SOURCE RECORDS:

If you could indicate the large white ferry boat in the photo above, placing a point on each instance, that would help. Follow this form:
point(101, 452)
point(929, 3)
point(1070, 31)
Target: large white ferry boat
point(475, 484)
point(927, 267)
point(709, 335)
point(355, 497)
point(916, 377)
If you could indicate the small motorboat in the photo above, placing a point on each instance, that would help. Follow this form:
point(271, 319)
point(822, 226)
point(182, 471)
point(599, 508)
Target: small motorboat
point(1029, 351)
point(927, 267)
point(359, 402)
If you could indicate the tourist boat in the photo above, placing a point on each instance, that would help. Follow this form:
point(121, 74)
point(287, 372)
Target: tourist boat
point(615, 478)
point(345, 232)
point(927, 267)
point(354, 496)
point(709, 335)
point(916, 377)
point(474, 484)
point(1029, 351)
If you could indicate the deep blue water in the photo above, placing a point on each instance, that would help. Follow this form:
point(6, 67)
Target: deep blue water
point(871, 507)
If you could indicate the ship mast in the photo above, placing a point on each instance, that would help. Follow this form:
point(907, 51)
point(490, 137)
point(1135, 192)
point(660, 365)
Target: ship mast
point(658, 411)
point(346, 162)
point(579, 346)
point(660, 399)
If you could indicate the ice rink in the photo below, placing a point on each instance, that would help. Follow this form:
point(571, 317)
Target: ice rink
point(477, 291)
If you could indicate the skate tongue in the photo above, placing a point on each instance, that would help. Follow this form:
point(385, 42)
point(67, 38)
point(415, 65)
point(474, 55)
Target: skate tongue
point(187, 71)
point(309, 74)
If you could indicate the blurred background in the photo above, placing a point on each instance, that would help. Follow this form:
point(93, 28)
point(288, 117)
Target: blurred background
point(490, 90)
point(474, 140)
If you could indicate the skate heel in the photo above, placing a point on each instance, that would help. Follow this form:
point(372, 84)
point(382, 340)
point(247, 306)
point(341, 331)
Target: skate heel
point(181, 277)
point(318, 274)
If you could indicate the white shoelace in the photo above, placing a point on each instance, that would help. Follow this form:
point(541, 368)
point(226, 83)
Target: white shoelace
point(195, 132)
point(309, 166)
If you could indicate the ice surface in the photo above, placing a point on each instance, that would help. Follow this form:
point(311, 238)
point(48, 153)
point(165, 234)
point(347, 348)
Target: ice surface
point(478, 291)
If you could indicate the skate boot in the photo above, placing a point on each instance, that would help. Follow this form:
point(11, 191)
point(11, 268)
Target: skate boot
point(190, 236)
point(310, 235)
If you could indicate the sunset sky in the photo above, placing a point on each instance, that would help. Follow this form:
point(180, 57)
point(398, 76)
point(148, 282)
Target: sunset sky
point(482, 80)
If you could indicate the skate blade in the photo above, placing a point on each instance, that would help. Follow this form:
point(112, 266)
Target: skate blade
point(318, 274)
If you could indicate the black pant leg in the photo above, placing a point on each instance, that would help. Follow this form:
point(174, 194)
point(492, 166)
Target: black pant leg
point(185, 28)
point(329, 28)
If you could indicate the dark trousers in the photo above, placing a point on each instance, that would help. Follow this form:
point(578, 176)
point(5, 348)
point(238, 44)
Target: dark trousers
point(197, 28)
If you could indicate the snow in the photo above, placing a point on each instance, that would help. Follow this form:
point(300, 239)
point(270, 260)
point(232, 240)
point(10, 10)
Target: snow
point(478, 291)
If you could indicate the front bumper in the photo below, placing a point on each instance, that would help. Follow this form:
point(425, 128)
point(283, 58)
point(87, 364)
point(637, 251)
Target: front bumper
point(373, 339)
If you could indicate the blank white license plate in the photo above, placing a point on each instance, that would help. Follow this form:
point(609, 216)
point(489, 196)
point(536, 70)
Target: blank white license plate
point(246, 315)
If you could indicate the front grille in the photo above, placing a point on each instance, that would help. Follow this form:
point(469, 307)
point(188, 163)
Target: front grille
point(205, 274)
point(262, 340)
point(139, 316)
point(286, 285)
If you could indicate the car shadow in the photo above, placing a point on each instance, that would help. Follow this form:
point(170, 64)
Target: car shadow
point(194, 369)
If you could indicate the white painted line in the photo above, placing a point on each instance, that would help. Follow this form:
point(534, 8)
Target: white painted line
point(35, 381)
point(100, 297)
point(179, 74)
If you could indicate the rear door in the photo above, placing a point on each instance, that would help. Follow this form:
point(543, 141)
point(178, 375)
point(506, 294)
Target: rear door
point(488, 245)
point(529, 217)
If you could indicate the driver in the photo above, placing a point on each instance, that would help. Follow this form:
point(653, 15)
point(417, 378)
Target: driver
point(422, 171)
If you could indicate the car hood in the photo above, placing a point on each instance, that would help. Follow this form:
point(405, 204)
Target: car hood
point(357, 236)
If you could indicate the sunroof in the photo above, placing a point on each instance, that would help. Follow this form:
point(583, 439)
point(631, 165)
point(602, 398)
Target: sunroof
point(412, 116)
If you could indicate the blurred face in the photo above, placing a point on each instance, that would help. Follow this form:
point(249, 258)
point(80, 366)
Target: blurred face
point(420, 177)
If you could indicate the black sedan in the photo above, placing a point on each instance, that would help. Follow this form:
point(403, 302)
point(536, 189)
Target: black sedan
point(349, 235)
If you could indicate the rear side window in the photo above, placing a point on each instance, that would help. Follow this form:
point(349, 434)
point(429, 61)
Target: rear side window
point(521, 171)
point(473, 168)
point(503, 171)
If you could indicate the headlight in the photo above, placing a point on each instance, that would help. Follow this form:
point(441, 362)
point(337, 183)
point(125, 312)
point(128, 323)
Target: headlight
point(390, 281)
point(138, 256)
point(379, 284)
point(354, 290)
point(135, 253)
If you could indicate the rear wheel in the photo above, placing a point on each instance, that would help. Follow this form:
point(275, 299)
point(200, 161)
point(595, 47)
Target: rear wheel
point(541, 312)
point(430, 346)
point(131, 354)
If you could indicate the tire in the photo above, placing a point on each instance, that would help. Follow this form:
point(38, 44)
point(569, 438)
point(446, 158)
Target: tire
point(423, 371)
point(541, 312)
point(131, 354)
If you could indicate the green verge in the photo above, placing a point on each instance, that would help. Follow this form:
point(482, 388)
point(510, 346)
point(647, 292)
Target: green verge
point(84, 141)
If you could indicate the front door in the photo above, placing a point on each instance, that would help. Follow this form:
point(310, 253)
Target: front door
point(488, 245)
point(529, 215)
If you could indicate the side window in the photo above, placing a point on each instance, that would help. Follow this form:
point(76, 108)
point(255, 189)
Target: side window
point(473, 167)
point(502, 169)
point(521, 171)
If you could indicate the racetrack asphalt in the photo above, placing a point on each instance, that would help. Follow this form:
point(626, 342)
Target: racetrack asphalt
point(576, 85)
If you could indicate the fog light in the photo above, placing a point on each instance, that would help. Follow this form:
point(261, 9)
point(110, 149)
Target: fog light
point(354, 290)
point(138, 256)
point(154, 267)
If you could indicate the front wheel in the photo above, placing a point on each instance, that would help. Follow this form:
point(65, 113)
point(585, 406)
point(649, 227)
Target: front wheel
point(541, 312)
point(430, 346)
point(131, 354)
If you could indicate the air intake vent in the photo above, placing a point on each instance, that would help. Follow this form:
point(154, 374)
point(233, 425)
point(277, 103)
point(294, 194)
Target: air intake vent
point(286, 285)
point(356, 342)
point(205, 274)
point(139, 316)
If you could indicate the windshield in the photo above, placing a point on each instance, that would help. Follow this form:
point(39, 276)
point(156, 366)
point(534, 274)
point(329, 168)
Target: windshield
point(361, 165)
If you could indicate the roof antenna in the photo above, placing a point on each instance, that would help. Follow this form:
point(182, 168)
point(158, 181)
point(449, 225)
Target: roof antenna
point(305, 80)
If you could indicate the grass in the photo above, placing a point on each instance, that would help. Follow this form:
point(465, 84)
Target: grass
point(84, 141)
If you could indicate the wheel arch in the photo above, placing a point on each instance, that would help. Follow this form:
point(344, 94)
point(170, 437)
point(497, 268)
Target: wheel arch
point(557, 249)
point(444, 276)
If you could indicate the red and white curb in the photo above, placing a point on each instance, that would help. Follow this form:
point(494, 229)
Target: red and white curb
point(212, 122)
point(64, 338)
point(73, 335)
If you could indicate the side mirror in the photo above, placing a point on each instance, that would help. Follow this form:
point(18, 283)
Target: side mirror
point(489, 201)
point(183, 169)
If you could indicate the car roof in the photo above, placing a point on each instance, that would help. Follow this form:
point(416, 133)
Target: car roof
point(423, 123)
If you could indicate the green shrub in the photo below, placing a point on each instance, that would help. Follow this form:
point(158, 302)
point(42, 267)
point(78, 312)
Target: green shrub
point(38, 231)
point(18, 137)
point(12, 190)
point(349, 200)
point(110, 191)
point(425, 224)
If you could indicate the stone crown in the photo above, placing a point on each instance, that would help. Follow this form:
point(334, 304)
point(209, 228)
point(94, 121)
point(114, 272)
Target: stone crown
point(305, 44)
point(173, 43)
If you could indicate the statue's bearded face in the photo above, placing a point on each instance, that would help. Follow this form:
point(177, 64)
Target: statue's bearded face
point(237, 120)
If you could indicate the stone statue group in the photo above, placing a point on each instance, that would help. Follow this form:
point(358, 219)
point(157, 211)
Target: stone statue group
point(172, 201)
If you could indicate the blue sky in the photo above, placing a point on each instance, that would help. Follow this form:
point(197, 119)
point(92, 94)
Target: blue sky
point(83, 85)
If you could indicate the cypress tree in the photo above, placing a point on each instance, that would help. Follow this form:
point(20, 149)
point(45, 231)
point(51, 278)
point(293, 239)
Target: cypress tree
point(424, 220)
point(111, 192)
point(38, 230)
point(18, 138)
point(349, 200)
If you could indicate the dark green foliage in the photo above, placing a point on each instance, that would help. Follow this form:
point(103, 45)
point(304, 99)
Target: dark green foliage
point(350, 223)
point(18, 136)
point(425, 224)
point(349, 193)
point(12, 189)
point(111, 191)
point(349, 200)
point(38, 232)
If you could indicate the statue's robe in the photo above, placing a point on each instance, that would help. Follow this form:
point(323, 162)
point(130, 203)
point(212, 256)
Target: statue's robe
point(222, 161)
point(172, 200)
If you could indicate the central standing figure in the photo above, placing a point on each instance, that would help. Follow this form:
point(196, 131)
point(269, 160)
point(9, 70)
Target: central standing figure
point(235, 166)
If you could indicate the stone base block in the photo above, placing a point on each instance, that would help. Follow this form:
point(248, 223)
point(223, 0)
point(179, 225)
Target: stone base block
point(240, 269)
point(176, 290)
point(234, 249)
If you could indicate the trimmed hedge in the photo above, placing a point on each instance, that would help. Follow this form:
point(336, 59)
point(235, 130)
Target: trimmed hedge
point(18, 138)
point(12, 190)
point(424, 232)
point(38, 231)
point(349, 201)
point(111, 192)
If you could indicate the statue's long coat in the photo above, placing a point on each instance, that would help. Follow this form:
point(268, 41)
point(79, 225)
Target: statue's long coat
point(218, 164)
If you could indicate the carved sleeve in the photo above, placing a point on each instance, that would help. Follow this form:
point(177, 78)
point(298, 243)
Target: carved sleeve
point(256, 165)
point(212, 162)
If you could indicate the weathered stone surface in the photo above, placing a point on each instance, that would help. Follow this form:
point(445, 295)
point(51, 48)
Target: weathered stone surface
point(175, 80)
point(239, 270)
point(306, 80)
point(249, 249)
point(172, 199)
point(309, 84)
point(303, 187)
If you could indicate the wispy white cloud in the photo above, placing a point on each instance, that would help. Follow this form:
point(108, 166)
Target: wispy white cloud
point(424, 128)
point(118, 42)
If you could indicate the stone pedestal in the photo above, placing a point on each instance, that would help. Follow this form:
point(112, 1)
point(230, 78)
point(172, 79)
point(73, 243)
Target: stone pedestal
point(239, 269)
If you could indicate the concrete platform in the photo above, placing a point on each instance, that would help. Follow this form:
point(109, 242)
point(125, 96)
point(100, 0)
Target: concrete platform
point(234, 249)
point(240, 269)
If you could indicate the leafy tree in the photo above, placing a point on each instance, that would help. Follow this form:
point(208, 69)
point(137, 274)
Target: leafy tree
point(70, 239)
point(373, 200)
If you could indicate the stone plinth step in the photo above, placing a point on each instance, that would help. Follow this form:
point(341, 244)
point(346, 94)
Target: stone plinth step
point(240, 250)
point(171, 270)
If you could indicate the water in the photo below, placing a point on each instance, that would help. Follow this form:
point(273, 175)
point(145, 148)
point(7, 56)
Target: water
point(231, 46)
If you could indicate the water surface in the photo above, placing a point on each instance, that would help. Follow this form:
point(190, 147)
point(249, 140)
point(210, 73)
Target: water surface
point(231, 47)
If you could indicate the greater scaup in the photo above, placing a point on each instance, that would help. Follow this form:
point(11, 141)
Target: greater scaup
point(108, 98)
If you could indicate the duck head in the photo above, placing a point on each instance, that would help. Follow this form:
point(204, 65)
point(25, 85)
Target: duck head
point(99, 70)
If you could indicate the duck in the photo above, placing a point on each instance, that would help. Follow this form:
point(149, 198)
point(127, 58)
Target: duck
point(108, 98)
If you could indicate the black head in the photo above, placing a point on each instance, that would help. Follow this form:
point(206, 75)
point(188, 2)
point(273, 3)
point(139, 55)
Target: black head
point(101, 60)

DIRECTIONS:
Reproduce, character for character, the lines of the records above, starting with the line that contains "If you could indicate the blank" and going on through the line that contains "point(412, 116)", with both of those lines included.

FINISHED TASK:
If you could indicate the blank white license plate in the photo above, placing a point on each instance, that would help. Follow this form:
point(609, 216)
point(489, 196)
point(536, 70)
Target: blank white license plate
point(246, 315)
If you could indicate the front grille in the photo above, placing a point on each instance, that would help. Follow this form:
point(469, 307)
point(188, 163)
Target: front grille
point(205, 274)
point(262, 340)
point(139, 316)
point(286, 285)
If you could indicate the car shadow in the photo above, placing a point on each instance, that would help. Follow this form:
point(170, 64)
Target: car shadow
point(194, 369)
If you could indicate the white painted line in the photo above, placing a point on each instance, that would help. Follow this form:
point(534, 8)
Target: white painted line
point(35, 381)
point(100, 297)
point(179, 74)
If you could indicate the rear door in the photo above, placing a point on each instance, that would help. Follow this form:
point(543, 141)
point(178, 375)
point(506, 294)
Target: rear door
point(488, 245)
point(529, 217)
If you could indicate the driver in the photo above, placing a point on each instance, that would help. Follow this form:
point(653, 15)
point(417, 378)
Target: driver
point(422, 171)
If you could indicate the car hood in the photo above, placing a point on each instance, that would help. Follow this form:
point(405, 204)
Target: car hood
point(357, 236)
If you could indicate the sunroof in the photo above, placing a point on each instance, that would help. Follow this form:
point(583, 439)
point(631, 165)
point(602, 398)
Target: sunroof
point(412, 116)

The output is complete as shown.